> Acción requerida
Reescribe el pasaje del texto sobre la labor de los médicos de familia durante esta ola desde "No es simplemente" hasta "de la empresa.", ambos incluidos, y cambia "médicos de familia" por "médicos de atención primaria".

> Texto proporcionado
○ ○ ○ ○
Estas tareas sustituyen a las habituales consultas. Y sabes que esas consultas no han desaparecido, pero no caben. Y entonces te embarga también un miedo atroz a que otros salgan perjudicados. Mientras atiendes lo innecesario, lo necesario no encuentra sitio. Y es desolador. Y la culpa te invade y te ahoga.
No es simplemente el número, es el cambio en las actividades y tareas diarias.
Y es la desilusión de saber que quienes dirigen esto no tienen la menor idea de cuál es realmente la función y el valor de los médicos de familia. Porque sustituir su trabajo por tareas administrativas no les supone ninguna reflexión, acción ni remordimiento. En el fondo, caes en la cuenta de que creen que ese es tu trabajo habitual.
Y yo no puedo quejarme de falta de reconocimiento por parte de mis pacientes. Que sé que muchos compañeros solo reciben amenazas, desprecios e insultos. En mi pueblo no nos dicen que estamos cerrados y no contestamos al teléfono, sino que nos llaman hasta para otras cosas, porque nosotros sí estamos para contestarles. Y estoy a tope de bombones, galletas, polvorones, rosquetes, y regalos. Esos que suplen la absolutamente desconocida idea de la cesta de navidad de la empresa.
Entonces, ¿qué me ha pasado? Estoy desesperanzada. Cuando todo parecía ir bien, cuando no me acordaba ni de cuál era el último protocolo, cuando se estaban caducando los test de antígenos que teníamos, ha estallado todo. Nos ha devuelto a una realidad aterradora: tampoco en enero tendremos abrazos.
Ha vuelto el miedo. ¿Y si me contagio y luego contagio a mi familia? Y eso que no soy de las que atiende aterrada a los pacientes con sospecha o confirmación de covid. Me pongo EPI (y limitado a bata, guantes y pantalla) solo con pacientes complejos en los que tengo que estar mucho tiempo en contacto. Mascarilla y ventanas abiertas siempre (se puede hacer aquí). No tengo miedo a los acompañantes, no tengo sitio para pòner 2 metros de distancia y no dejo de ver presenciales a los pacientes que lo prefieren y a los que lo necesitan. Tampoco me pongo EPI para ir a los domicilios. Y, tras dos años, tampoco me he contagiado. ¿Por qué ha vuelto el miedo entonces? Porque es difícil luchar cotnra los sentimientos atávicos, los que nacen muy dentro. Puedes acallarlos, controlarlos e incluso no hacerles caso, pero están minando tu alma poco a poco.
He perdido la ilusión de una actividad que me parece útil para los demás, que me permite ayudar a la vez que aprender, que me reta a esforzarme por ser cada día mejor, que impide que me apoltrone en la comodidad. Lo que he hecho en estas dos semanas, mayormente, no necesita un médico, no necesita las miles de horas invertidas en estudiar, practicar y dudar de mi misma. Lo que hacemos en esta ola, a mí, al menos, me hace sentir inútil.
○ ○ ○ ○
Entradas de datos recopiladas
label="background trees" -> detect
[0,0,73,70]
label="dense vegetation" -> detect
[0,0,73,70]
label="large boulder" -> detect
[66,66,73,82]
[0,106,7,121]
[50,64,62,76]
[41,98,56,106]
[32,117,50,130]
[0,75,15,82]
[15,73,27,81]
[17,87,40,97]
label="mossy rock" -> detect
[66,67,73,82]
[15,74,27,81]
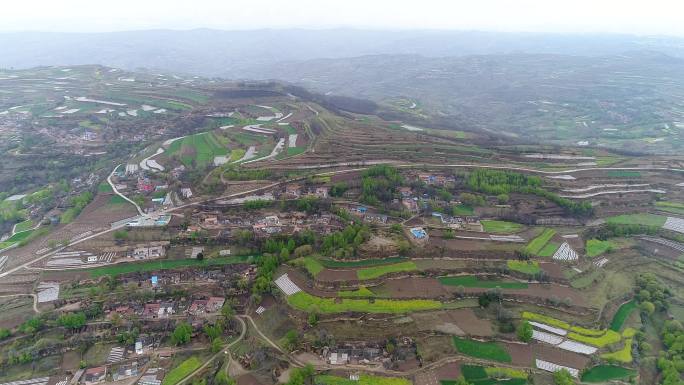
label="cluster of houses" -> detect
[186,211,344,237]
[432,212,482,231]
[105,297,225,320]
[284,183,330,199]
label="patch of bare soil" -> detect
[237,373,263,385]
[539,262,565,279]
[359,235,399,258]
[316,269,358,282]
[504,342,534,366]
[378,277,449,298]
[411,309,494,337]
[530,343,591,370]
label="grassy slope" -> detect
[439,275,527,289]
[287,291,442,314]
[524,229,556,255]
[480,220,523,234]
[453,337,511,362]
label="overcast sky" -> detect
[0,0,684,36]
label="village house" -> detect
[137,178,154,194]
[314,186,330,198]
[204,215,219,226]
[363,214,387,224]
[399,187,413,198]
[401,198,420,213]
[285,184,302,198]
[83,366,107,385]
[188,297,225,315]
[131,246,166,260]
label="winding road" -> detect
[176,316,247,385]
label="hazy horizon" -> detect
[0,0,684,37]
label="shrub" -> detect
[453,337,511,362]
[517,321,533,342]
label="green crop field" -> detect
[655,201,684,215]
[568,329,622,348]
[522,311,606,337]
[456,365,527,385]
[87,255,254,278]
[314,374,411,385]
[453,337,511,362]
[480,220,523,234]
[97,182,113,193]
[582,365,636,382]
[606,213,667,227]
[610,300,637,332]
[319,257,406,269]
[606,170,641,178]
[168,132,228,167]
[107,195,129,206]
[439,275,527,289]
[356,261,418,280]
[295,257,323,277]
[539,242,560,257]
[287,147,306,156]
[586,239,617,258]
[14,219,34,233]
[506,259,541,275]
[337,286,375,298]
[162,356,202,385]
[287,291,442,314]
[5,230,33,243]
[524,229,556,255]
[451,204,475,215]
[601,338,632,364]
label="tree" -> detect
[517,321,532,342]
[309,312,318,326]
[214,370,235,385]
[19,318,45,334]
[221,303,235,321]
[286,364,316,385]
[496,194,510,205]
[285,329,299,351]
[553,369,575,385]
[171,322,192,345]
[453,376,473,385]
[458,193,485,207]
[211,338,223,353]
[639,301,655,316]
[204,324,223,342]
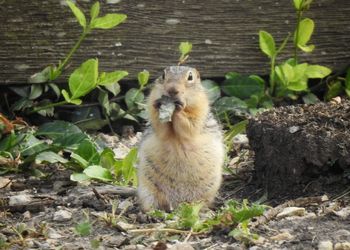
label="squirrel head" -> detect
[148,66,209,138]
[151,66,207,110]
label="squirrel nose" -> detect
[168,87,179,97]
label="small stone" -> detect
[23,211,32,220]
[334,242,350,250]
[168,242,194,250]
[105,235,128,247]
[53,209,72,221]
[9,194,32,206]
[118,200,133,210]
[270,232,294,241]
[117,221,135,231]
[47,228,62,239]
[277,207,305,219]
[333,207,350,220]
[317,240,333,250]
[0,176,11,189]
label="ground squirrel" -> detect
[138,66,224,211]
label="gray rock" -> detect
[317,240,333,250]
[168,242,194,250]
[277,207,305,219]
[334,242,350,250]
[53,209,72,222]
[9,194,32,206]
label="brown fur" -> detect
[138,67,224,210]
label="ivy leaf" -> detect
[305,65,332,78]
[68,59,98,101]
[259,30,276,58]
[90,2,100,21]
[137,70,149,88]
[179,42,192,61]
[125,88,145,109]
[97,71,129,86]
[294,18,315,52]
[84,165,113,182]
[202,80,221,104]
[66,0,86,29]
[91,14,127,29]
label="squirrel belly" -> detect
[137,66,225,211]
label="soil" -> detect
[0,112,350,250]
[247,101,350,198]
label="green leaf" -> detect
[179,42,192,61]
[122,148,137,186]
[69,59,98,102]
[325,81,343,101]
[105,82,120,96]
[28,66,52,83]
[100,148,116,170]
[70,173,90,182]
[177,203,203,231]
[91,14,127,29]
[345,68,350,97]
[84,165,113,182]
[28,84,43,100]
[259,30,276,58]
[305,65,332,78]
[66,0,86,29]
[61,89,71,103]
[137,70,149,88]
[90,2,100,21]
[35,120,83,140]
[70,99,83,105]
[287,77,308,91]
[20,134,49,156]
[202,80,221,104]
[74,139,100,165]
[293,0,304,10]
[125,88,145,110]
[294,18,315,52]
[35,151,68,164]
[98,89,111,115]
[97,71,129,86]
[221,74,265,99]
[74,221,92,237]
[303,93,320,104]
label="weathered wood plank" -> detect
[0,0,350,84]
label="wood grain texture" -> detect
[0,0,350,84]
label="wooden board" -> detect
[0,0,350,85]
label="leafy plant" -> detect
[179,42,192,65]
[149,200,266,241]
[11,0,133,131]
[259,0,331,98]
[0,118,137,186]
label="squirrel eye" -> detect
[187,72,193,81]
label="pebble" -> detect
[334,242,350,250]
[118,200,133,210]
[333,206,350,220]
[277,207,305,219]
[9,194,32,206]
[0,176,11,189]
[168,242,194,250]
[53,209,72,222]
[117,221,135,231]
[47,228,62,239]
[317,240,333,250]
[270,232,294,241]
[105,235,128,247]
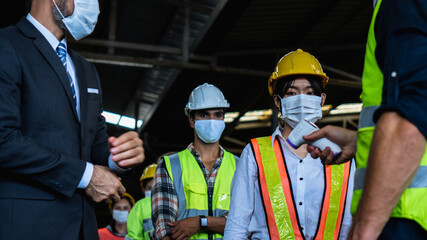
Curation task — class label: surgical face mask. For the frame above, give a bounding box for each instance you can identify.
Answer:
[194,119,225,143]
[279,94,322,128]
[113,210,129,223]
[52,0,99,40]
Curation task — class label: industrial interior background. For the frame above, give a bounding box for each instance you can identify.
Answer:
[0,0,373,227]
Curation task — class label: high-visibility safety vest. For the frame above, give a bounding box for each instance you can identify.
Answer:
[125,197,154,240]
[351,0,427,230]
[251,137,351,239]
[164,149,236,239]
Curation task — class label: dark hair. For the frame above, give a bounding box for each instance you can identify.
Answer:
[273,75,325,97]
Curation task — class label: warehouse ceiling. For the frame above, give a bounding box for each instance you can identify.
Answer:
[1,0,373,171]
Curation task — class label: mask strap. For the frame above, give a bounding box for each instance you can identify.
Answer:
[52,0,65,19]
○ ○ ○ ○
> Resultado
No es simplemente el número, es el cambio en las actividades y tareas diarias.
Y es la desilusión de saber que quienes dirigen esto no tienen la menor idea de cuál es realmente la función y el valor de los médicos de atención primaria. Porque sustituir su trabajo por tareas administrativas no les supone ninguna reflexión, acción ni remordimiento. En el fondo, caes en la cuenta de que creen que ese es tu trabajo habitual.
Y yo no puedo quejarme de falta de reconocimiento por parte de mis pacientes. Que sé que muchos compañeros solo reciben amenazas, desprecios e insultos. En mi pueblo no nos dicen que estamos cerrados y no contestamos al teléfono, sino que nos llaman hasta para otras cosas, porque nosotros sí estamos para contestarles. Y estoy a tope de bombones, galletas, polvorones, rosquetes, y regalos. Esos que suplen la absolutamente desconocida idea de la cesta de navidad de la empresa.